- TASK INSTRUCTIONS -
When the string "below" appears in a line of the records, show the whole line.

....

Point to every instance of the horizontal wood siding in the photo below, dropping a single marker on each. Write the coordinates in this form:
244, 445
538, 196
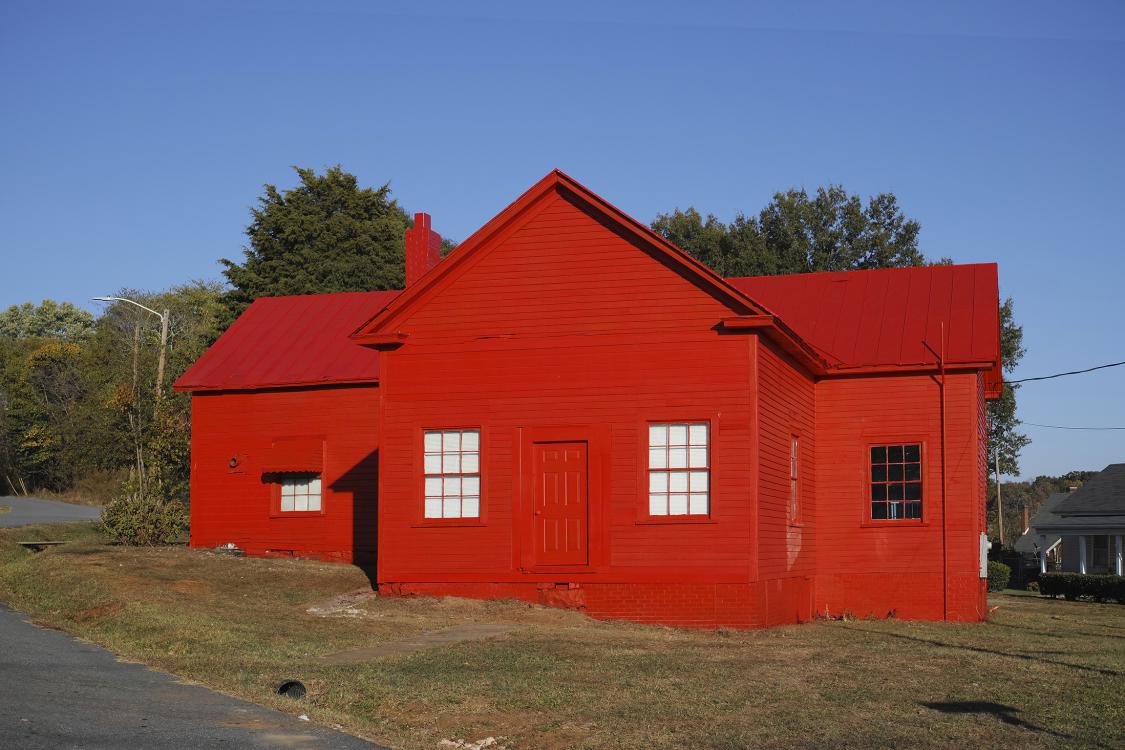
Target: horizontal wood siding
234, 505
785, 408
879, 569
566, 323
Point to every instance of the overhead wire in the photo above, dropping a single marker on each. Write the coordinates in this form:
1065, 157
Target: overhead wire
1060, 375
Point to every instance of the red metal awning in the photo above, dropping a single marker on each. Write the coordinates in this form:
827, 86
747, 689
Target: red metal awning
295, 454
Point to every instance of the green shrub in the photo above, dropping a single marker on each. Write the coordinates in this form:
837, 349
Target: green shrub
998, 575
134, 518
1074, 586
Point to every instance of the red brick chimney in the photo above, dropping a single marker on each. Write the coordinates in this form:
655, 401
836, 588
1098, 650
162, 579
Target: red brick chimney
423, 249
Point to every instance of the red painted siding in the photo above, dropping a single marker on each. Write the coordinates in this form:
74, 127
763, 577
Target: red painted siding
563, 322
235, 505
566, 323
874, 569
786, 548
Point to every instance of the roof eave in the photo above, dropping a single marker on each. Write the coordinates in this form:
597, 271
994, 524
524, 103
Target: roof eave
272, 386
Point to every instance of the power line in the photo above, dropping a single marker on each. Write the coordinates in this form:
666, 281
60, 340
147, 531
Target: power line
1060, 375
1032, 424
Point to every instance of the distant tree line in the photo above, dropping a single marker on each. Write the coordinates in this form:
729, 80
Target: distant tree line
78, 400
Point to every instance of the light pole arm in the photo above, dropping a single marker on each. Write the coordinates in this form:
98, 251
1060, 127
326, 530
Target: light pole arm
122, 299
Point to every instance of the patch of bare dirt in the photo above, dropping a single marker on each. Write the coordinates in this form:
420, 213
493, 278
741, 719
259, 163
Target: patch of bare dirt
99, 611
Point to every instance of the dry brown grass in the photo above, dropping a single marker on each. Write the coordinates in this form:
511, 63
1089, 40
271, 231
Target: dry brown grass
1041, 674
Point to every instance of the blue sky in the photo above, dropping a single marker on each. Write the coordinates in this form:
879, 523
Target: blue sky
136, 136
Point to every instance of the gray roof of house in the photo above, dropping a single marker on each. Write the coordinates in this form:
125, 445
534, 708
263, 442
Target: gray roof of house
1103, 495
1029, 542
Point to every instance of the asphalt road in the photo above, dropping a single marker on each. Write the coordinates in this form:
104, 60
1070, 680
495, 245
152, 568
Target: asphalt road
57, 692
26, 511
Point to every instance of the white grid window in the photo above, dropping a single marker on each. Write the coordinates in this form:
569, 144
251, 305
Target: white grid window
452, 473
678, 469
300, 493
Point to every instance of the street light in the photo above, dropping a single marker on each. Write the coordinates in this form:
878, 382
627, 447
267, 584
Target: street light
163, 337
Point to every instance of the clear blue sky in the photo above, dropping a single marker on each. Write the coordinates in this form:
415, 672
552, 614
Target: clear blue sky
135, 136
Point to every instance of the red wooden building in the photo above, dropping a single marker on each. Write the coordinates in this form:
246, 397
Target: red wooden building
568, 409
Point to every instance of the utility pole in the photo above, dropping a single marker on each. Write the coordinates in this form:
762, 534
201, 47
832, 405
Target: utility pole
135, 418
163, 342
999, 505
160, 361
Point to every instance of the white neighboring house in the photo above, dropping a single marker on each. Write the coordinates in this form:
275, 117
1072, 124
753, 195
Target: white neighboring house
1089, 523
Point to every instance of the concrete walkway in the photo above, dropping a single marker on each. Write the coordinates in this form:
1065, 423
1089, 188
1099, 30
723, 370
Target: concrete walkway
57, 692
27, 511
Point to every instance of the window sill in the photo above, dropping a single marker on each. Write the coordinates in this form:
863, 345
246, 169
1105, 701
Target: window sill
449, 523
660, 521
906, 523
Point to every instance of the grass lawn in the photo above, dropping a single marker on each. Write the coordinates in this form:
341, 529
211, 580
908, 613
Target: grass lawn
1040, 674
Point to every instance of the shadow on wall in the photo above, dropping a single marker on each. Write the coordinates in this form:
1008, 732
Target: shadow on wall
361, 481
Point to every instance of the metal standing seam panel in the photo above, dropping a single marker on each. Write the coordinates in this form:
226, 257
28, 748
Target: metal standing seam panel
290, 341
884, 317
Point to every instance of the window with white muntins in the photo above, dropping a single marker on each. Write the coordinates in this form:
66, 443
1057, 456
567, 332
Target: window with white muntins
452, 473
678, 469
300, 491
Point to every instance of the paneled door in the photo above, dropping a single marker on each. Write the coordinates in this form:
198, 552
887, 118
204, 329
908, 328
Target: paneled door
560, 504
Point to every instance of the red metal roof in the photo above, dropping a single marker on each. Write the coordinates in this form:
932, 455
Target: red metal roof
884, 317
291, 341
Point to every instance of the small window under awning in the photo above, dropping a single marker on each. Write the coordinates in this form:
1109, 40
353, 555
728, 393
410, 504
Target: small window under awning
295, 455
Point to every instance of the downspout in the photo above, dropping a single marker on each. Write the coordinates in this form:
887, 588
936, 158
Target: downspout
945, 542
945, 487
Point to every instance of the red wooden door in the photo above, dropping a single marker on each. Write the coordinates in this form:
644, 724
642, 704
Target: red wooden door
560, 504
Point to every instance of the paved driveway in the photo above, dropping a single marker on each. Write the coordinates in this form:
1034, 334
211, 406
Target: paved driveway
57, 692
26, 511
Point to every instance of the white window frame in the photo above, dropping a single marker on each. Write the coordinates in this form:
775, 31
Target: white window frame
451, 473
302, 493
678, 469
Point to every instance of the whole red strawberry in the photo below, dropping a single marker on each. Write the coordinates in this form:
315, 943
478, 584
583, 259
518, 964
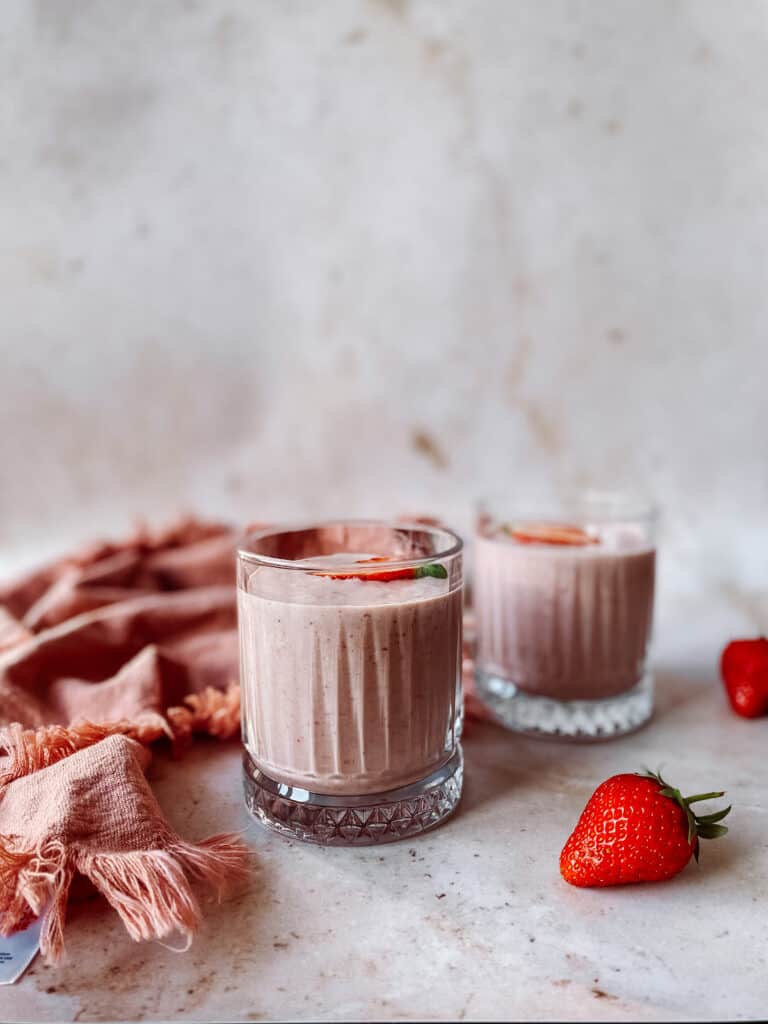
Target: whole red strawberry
744, 671
636, 828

....

- EXERCISE RESULT -
Point to every instance of the horizontal wood siding in the photo below, dropping a single marker on each. Write the coordinates in this form:
Point to every instance of the whole red strawberry in the photo below, dropping a single marker on each. Write the coordinates in this form:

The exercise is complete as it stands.